WHAT THIS TASK INVOLVES: In the rows below, switch "crowd of people" to "group of people" and reproduce every line otherwise unchanged.

○ ○ ○ ○

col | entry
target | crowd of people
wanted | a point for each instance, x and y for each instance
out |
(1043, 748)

○ ○ ○ ○

EXERCISE SOLUTION:
col | entry
target | group of people
wanted | a point for each instance, x and y for each instance
out |
(1043, 748)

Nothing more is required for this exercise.